%%

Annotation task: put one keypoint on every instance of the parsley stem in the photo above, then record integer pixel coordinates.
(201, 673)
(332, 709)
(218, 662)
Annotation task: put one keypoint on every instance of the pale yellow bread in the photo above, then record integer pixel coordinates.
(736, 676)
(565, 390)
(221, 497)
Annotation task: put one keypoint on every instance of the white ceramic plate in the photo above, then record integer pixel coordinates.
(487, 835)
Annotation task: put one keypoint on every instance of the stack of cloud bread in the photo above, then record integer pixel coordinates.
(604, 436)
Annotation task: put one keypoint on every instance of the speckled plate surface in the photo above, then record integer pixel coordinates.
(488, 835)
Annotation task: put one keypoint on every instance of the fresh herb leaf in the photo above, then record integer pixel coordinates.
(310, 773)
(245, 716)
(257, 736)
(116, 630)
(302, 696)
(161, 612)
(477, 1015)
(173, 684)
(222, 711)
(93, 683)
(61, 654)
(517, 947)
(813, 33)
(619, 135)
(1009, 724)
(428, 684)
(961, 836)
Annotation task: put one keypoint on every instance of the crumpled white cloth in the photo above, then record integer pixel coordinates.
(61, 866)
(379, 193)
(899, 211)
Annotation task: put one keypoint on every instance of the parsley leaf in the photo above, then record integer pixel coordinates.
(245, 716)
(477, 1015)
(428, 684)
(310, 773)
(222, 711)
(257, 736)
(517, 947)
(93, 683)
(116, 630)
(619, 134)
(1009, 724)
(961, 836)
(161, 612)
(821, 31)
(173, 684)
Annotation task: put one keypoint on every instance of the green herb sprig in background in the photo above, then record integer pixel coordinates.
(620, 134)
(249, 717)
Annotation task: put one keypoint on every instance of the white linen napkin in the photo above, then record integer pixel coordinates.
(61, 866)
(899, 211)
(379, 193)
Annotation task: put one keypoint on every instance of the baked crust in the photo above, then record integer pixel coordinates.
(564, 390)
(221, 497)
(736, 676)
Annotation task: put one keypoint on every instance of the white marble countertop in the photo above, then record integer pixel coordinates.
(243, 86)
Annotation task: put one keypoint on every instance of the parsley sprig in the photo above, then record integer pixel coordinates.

%%

TASK TO CARRY OUT: Every entry in the listing should be retyped exactly.

TASK ANSWER:
Annotation task: put one keypoint on every instance of the parsley stem in the photo above, then record integer pixel coordinates.
(201, 673)
(332, 709)
(218, 662)
Annotation task: put one keypoint on every instance of the pale yellow bread in the photo above, then record integer pixel coordinates.
(736, 676)
(565, 390)
(221, 497)
Annotation task: put one keypoint on every instance of the white ceramic plate in the photo above, then record integer pixel coordinates.
(487, 835)
Annotation task: put one keypoint on every instance of the stack of cloud bread in the photo above, then record integer pixel coordinates.
(604, 436)
Annotation task: put one keypoint on every instance of the speckled plate surface in the photo above, then record integer pixel coordinates.
(488, 835)
Annotation task: put one keypoint on every instance of the fresh herb leaf in the photo above, then record integer pixel coordinates.
(310, 773)
(245, 716)
(257, 736)
(116, 630)
(302, 696)
(161, 612)
(477, 1015)
(173, 684)
(222, 711)
(93, 683)
(61, 654)
(517, 947)
(813, 33)
(619, 135)
(1009, 724)
(428, 684)
(961, 836)
Annotation task: put one keypoint on every instance of the crumpled white cloth in the photo above, then record integer pixel coordinates.
(61, 866)
(379, 193)
(899, 211)
Annotation task: put one keypoint on every instance of the parsley leaf in the photo above, then record integer pixel coordinates.
(245, 716)
(477, 1015)
(428, 684)
(310, 773)
(222, 711)
(257, 736)
(517, 947)
(93, 683)
(116, 630)
(619, 134)
(1009, 724)
(961, 836)
(161, 612)
(821, 31)
(173, 684)
Annotation task: put one keypoint on every instance of the green herb sprig in background in the photo above, then record integer pixel coordinates.
(620, 134)
(249, 717)
Annotation task: put one keypoint on every instance of the white linen napkin in the photo above, then record integer pixel coordinates.
(61, 866)
(899, 211)
(379, 193)
Annotation task: put one keypoint on every instance of the baked crust in the photo above, then record integer pixel coordinates.
(564, 390)
(221, 497)
(736, 676)
Annotation task: put one keypoint on every instance of the white marble countertop in the photo above, then record integer pixel coordinates.
(243, 86)
Annotation task: put one keypoint on every instance of the parsley sprig in the photo above, then record integer pixel coordinates.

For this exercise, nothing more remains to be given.